AIM OF THE TASK: Identify the line in which "Where can you see the advertising" appears, then reproduce that line and all remaining lines of the records word for word.

begin INFORMATION SHOWN

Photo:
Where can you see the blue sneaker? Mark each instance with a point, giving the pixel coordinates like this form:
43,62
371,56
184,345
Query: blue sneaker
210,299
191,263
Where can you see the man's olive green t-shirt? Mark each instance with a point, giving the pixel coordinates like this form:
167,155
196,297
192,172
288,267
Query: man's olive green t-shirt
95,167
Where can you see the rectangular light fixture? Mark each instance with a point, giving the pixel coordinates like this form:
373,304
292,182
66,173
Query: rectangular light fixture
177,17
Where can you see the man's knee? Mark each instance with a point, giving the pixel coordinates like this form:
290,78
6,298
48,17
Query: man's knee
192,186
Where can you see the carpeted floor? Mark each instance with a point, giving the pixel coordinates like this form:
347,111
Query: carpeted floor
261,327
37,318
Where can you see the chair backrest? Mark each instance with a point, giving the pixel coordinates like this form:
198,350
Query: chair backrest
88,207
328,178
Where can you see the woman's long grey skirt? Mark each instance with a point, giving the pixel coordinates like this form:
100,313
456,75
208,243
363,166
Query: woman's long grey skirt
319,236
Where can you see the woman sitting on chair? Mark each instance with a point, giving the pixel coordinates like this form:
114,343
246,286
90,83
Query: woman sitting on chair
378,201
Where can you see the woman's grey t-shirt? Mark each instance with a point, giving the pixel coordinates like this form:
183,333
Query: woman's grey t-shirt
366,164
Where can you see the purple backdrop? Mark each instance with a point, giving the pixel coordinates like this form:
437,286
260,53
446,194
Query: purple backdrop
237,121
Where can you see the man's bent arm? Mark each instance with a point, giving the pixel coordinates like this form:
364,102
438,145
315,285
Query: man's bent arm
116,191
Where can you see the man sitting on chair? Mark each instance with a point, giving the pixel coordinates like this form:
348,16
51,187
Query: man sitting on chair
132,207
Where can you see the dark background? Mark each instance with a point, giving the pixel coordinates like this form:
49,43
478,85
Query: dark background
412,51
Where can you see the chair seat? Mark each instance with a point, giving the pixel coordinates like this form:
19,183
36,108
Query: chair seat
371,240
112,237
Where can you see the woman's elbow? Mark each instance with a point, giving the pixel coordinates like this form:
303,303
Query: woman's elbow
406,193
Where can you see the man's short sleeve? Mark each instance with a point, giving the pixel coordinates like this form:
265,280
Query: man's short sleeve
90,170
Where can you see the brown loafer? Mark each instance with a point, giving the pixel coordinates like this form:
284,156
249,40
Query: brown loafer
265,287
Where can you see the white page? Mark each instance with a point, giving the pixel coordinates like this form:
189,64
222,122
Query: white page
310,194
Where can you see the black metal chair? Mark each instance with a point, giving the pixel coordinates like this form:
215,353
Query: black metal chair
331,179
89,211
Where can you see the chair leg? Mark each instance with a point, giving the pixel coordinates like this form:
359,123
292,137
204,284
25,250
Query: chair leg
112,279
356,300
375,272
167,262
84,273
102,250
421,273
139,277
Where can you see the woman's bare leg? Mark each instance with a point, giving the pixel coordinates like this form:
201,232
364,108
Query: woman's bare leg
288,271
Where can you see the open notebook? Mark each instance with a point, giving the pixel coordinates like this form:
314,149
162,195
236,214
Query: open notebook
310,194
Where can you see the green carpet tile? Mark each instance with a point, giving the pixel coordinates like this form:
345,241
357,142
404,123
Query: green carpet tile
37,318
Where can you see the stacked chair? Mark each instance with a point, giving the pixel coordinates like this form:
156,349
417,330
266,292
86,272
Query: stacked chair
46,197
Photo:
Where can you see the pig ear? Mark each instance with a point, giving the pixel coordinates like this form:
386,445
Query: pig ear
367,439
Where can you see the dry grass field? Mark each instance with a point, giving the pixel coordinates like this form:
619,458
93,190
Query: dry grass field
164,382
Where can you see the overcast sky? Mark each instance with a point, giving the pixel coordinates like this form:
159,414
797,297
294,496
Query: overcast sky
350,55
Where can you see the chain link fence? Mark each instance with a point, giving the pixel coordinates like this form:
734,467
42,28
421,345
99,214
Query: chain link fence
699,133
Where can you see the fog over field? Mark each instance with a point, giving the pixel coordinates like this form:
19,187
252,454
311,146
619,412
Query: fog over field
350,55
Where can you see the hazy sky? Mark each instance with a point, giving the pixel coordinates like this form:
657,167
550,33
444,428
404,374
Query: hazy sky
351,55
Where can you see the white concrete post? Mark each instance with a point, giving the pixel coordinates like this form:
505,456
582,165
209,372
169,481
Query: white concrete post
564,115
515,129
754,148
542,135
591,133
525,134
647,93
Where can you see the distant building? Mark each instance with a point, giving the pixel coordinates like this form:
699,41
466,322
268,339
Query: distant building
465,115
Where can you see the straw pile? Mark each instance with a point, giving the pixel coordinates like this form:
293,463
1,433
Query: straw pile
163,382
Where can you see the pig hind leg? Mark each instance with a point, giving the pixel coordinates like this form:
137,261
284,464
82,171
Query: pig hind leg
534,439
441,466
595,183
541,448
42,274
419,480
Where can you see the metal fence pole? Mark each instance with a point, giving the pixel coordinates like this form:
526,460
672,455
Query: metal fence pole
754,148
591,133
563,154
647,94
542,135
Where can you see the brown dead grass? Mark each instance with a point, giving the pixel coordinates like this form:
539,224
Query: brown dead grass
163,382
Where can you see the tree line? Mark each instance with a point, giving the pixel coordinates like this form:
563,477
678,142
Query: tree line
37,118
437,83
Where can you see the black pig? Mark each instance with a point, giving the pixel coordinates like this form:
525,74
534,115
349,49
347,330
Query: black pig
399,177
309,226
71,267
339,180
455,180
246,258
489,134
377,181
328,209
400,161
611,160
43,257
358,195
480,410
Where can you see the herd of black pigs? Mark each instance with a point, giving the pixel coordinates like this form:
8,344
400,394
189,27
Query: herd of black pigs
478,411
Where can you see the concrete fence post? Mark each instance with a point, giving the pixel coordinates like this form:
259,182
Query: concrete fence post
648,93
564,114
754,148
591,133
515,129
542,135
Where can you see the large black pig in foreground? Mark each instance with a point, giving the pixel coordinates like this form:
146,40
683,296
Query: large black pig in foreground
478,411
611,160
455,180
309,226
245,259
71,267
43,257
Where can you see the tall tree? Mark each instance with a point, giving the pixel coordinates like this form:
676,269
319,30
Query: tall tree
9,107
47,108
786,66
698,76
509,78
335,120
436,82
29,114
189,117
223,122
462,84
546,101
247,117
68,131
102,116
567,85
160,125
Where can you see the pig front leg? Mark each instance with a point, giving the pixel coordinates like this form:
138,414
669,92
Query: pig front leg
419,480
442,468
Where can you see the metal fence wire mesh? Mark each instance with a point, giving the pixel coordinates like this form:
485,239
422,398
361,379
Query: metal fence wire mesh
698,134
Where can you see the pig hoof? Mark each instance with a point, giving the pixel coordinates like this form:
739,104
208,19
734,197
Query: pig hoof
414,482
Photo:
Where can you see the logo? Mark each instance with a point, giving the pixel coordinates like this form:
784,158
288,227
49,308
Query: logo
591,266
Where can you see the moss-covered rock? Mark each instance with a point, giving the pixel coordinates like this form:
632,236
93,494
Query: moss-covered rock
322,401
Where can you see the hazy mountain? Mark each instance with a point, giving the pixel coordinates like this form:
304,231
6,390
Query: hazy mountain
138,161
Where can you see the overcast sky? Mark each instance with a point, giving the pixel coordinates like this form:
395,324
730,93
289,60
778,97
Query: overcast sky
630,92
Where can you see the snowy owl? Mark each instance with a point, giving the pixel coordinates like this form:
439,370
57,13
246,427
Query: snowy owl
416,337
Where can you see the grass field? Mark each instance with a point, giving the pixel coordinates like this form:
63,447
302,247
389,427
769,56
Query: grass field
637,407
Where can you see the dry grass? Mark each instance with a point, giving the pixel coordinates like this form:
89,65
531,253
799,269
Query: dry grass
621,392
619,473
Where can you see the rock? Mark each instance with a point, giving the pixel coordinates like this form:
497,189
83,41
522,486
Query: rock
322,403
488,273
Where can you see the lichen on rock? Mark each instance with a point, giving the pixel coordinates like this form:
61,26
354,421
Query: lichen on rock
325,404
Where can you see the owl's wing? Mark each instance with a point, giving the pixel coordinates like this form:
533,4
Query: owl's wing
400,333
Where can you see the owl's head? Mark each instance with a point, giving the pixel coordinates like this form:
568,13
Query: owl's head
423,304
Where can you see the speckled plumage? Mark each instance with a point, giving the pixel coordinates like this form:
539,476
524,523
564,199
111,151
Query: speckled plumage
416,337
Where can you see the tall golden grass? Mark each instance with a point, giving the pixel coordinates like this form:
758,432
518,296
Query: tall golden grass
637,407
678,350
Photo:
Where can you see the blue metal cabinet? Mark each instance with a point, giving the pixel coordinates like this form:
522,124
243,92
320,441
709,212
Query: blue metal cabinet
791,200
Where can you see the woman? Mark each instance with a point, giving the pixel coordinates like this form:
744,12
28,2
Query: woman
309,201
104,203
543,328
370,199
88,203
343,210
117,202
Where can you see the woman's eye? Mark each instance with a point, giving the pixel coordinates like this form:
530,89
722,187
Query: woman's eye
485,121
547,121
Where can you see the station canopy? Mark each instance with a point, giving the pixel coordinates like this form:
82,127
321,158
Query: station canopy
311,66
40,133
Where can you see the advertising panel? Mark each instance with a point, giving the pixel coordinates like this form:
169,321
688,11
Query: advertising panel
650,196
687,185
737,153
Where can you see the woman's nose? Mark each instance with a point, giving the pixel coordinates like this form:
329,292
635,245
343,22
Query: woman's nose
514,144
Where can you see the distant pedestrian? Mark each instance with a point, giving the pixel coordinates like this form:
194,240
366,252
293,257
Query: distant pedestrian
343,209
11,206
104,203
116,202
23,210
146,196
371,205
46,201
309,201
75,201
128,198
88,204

end INFORMATION SHOWN

CORRECT RESULT:
Where can you see the advertising panel? Mark each instance with a point, giving the pixel coordinates like this form:
169,321
688,11
Query: advertising panel
650,196
687,185
737,153
Where can you see the woman's nose? Mark each instance with a point, giving the pixel coordinates like this form:
329,292
635,245
343,22
Query: woman's nose
514,144
Where can you see the distant pedestrian? Mark each instance with a point, giving the pixel coordinates like this form:
194,240
366,252
293,257
Query: distant pedestrian
343,209
11,206
104,203
116,202
23,210
146,196
371,205
46,201
309,201
75,201
128,198
88,204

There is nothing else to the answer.